TASK PROMPT: Write all of the lines below out again, exactly as they stand.

DATASET RECORDS:
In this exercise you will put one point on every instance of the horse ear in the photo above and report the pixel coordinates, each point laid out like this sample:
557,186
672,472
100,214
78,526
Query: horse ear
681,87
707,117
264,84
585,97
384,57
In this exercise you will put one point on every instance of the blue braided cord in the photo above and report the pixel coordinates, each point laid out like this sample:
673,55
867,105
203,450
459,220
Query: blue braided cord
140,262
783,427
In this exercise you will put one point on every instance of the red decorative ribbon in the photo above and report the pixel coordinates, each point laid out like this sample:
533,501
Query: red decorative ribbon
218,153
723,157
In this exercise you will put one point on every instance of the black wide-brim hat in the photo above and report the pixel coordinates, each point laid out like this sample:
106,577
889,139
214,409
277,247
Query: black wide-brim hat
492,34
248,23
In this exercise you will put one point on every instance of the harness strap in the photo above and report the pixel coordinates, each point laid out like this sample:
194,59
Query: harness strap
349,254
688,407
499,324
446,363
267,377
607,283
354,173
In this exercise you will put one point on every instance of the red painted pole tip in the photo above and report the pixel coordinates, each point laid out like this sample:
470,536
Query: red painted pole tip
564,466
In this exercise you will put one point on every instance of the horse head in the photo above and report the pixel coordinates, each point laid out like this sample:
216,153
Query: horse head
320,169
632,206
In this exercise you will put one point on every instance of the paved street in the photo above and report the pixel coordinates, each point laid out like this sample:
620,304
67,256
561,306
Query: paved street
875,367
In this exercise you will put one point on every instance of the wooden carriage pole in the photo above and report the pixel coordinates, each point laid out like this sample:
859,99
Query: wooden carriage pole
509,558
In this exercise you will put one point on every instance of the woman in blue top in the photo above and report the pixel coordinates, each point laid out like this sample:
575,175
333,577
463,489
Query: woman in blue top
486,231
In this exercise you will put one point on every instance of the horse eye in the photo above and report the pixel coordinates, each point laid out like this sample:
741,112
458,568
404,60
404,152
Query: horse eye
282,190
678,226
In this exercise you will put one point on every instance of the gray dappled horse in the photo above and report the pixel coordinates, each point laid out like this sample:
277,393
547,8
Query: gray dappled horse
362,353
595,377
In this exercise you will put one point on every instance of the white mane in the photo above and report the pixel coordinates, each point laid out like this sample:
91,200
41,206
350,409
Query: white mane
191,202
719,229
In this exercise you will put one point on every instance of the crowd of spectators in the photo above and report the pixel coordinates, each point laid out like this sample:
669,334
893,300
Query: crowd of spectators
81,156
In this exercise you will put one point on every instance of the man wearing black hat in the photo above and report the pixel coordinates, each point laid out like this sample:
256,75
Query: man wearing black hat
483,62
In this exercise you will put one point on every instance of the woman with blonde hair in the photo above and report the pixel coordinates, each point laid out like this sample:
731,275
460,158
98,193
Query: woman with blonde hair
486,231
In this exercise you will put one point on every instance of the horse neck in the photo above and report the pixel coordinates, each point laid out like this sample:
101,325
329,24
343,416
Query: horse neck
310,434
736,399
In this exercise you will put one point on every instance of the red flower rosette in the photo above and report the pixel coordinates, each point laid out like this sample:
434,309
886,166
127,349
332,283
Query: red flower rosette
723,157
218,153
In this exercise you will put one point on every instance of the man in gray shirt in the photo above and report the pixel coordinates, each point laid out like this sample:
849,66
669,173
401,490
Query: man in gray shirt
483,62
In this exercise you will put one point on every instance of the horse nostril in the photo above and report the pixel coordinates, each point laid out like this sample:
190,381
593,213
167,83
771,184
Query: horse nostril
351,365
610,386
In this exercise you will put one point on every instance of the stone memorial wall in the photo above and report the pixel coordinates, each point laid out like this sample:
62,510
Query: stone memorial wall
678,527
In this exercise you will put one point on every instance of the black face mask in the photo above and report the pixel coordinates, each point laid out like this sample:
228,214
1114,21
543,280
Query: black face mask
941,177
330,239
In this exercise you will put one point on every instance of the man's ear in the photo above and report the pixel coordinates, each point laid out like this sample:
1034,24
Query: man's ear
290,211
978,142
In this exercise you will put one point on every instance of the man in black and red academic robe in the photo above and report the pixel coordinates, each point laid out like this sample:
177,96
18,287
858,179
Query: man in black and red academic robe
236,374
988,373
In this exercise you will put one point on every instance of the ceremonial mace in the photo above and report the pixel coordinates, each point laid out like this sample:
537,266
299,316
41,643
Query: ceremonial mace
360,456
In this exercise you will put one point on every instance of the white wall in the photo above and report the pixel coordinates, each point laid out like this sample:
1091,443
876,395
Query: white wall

RESPONSE BELOW:
In this exercise you will put one point on every instance of the horse ear in the photo above and report the pixel coordinates, each point laid out like this sample:
557,186
672,472
100,214
78,526
Query: horse ear
681,87
707,117
264,84
585,97
384,57
In this exercise you will put one point on every instance of the blue braided cord in the photo above and report the pixel coordinates, each point laid out like this sample:
673,55
867,105
203,450
459,220
Query: blue braided cord
140,262
783,427
In this exercise you will put one point on every instance of the red decorative ribbon in the photo above and report the pixel coordinates, each point laid out like this sample:
533,501
Query: red decorative ribbon
218,153
723,157
In this exercise you will put one point on every instance of the black wide-brim hat in the photo above and report the pixel coordinates, each point laid out like this sample:
106,577
889,139
214,409
277,247
Query: black wide-brim hat
492,34
248,23
In this exercise you will put one point on every instance of the harness strap in the photo above and report the pixel coordinates, each point laid out like this sample:
194,59
Query: harness strap
349,254
688,407
499,324
446,363
267,377
607,283
354,173
In this exercise you will put one point on every instance of the red painted pole tip in the photo above and report the pixel coordinates, each point laid out like this sample:
470,536
Query: red painted pole tip
564,466
In this exercise you will put one point on every instance of the horse head in the photo above and report the pixel coordinates, each point laid out like this sample:
216,153
Query: horse head
320,169
632,206
In this exercise you will put one point on every instance of the paved street in the photo above and report the pixel coordinates, each point laid out like this sample:
620,304
67,256
561,306
Query: paved street
875,367
In this exercise you will put one point on every instance of the wooden carriage pole in the photo above and report the pixel coordinates, each point laid out like this sample:
859,99
Query: wooden carriage pole
509,558
In this exercise you will put one point on every instance of the woman in blue top in the photo above and report the pixel coordinates, each point laid out like this sample:
575,175
333,577
463,489
Query: woman in blue top
486,231
In this exercise you will put one point on every instance of the horse eye in the photo above and report the pixel coordinates, each point laid out like this sample:
741,112
458,568
404,60
404,152
Query: horse eye
282,190
678,226
In this exercise you will put one point on every instance of the gray dappled horse in the photo above and report the pixel coordinates, each point laid out like this sample:
277,393
547,8
Query: gray dappled horse
362,353
595,377
In this exercise you will put one point on every instance of the white mane in the photo above and report the pixel coordinates, each point laid out like this sample:
91,200
41,206
350,409
Query: white mane
191,202
719,229
In this exercise you will put one point on every instance of the crowd of spectators in the photo above and report the pixel coordinates, each point laid out like this sample:
669,334
893,300
Query: crowd of spectators
81,156
In this exercise you will put one point on every instance of the man wearing black hat in the photo above and report the pixel coordinates, each point laid out like this sample:
256,75
Query: man wearing black hat
483,62
In this exercise you will put one point on every instance of the woman with blonde hair in the photo above and report the pixel coordinates, each point laid out like this sample:
731,275
460,158
98,193
Query: woman with blonde hair
486,231
In this exercise you will put one point on every instance of the horse neck in the photo above and report the pixel coordinates, each point laid out like this sample:
101,325
329,24
343,416
Query: horse neck
310,434
736,399
In this exercise you will put one point on every instance of the red flower rosette in the photo above and report the pixel coordinates, each point laid out like this sample:
434,309
886,166
127,349
332,283
Query: red flower rosette
723,157
218,153
In this exercise you will put one point on every instance of the man in gray shirt in the photo above and report the pixel coordinates, each point laid out like this sample:
849,66
669,173
401,490
Query: man in gray shirt
483,62
In this exercise you will put one point on every instance of the horse nostril in the photo above and report the pixel coordinates, each point laid out like this sample:
190,381
593,213
167,83
771,184
Query: horse nostril
351,365
610,386
In this exercise you will put one point on every instance of the stone memorial wall in the photo above and report the pixel coordinates, each point laid out like this sample:
62,510
Query: stone memorial wall
678,527
In this exercise you will put one point on every instance of the black face mask in the photo above and report the pixel coordinates, each point laid out like this sample:
228,214
1114,21
543,280
Query: black face mask
941,177
330,239
In this exercise you will put one point on every instance of the man's ear in the photo above and report the pixel coordinates, each point laid out like this sample:
1034,24
Query: man's ear
290,211
978,142
In this exercise you will put one point on every instance of the man in black and red academic robe in the photo above and report the pixel coordinates, each point laid out like this sample:
177,96
18,287
858,179
Query: man in black and red academic robe
236,374
988,373
In this exercise you will put one point on every instance of the ceremonial mace in the photo above and report the pixel coordinates, each point laid out like this sample:
537,266
299,316
41,643
Query: ceremonial mace
360,456
In this exercise you will put one point on every instance of the white wall in the photo above and report the pixel coordinates, each point laid out like this sample:
1091,443
876,395
Query: white wall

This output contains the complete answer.